Brief
Decide whether each statement agrees with the passage below on seats in the house, answering yes or no and quoting the words of the passage that settle it. 1. A seat in the house carries no more obligation than a seat in the opera-house. 2. Having knowledge disqualifies a man from a seat in the house. 3. The crown and its creatures have an interest in ignorance being as thick as possible.

Then, with regard to responsibility, so happily have matters been managed by the house,—a seat there is not less clear of obligation than a seat in the opera-house: in both, a man takes his seat, then only when he cannot find more amusement elsewhere; for both the qualifications are the same,—a ticket begged or bought: in neither is a man charged with any obligation, other than the negative one of not being a nuisance to the company; in both, the length as well as number of attendances depends on the amusement a man finds, except, in the case of the house, as regards the members dependent on the crown. True it is, that a self-called independent member is not necessarily ignorant and weak: if by accident a man possessed of knowledge and intelligence is placed in the house, his seat will not deprive him of his acquirements. All, therefore, that is meant is, only that ignorance does not disqualify, not that knowledge does. Of the crown and its creatures it is the interest that this ignorance be as thick as possible. Why? Because, the thicker the ignorance, the more completely is the furniture of men’s minds made up of those interest-begotten prejudices, which render them blindly obsequious to all those who, with power in their hands, stand up to take the lead.

Supplied information
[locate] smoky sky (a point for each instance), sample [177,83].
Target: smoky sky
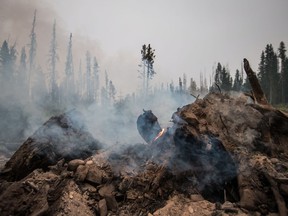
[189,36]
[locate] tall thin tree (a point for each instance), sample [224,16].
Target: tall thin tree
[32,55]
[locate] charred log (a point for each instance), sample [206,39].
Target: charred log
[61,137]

==

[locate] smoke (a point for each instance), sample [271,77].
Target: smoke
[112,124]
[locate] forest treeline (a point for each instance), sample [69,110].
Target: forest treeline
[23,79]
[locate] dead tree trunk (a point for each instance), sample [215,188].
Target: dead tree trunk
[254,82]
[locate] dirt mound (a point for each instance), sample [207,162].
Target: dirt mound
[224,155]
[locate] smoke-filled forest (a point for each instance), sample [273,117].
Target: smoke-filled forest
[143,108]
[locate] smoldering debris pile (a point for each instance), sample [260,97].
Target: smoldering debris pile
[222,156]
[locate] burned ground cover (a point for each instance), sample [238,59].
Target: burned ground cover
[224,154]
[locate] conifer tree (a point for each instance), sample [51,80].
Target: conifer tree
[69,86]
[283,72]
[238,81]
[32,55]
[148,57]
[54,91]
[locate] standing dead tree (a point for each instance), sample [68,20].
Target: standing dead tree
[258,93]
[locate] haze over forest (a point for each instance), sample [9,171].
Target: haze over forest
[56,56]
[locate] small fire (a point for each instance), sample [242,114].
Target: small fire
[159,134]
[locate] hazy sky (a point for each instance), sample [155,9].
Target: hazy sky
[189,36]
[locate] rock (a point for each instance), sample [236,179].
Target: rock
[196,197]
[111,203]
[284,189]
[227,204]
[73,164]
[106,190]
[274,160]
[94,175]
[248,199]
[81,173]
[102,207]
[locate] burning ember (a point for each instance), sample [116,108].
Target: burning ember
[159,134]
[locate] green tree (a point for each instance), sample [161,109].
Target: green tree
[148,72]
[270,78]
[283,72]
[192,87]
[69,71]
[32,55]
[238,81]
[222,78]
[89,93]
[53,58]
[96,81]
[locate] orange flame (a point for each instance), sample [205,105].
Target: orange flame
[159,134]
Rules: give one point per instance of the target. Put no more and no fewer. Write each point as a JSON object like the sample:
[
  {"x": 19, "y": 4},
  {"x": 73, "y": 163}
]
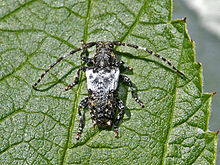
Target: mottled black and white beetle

Exercise solution
1. Yes: "a seat there is not less clear of obligation than a seat in the opera-house"
2. No: "only that ignorance does not disqualify, not that knowledge does"
3. Yes: "Of the crown and its creatures it is the interest that this ignorance be as thick as possible"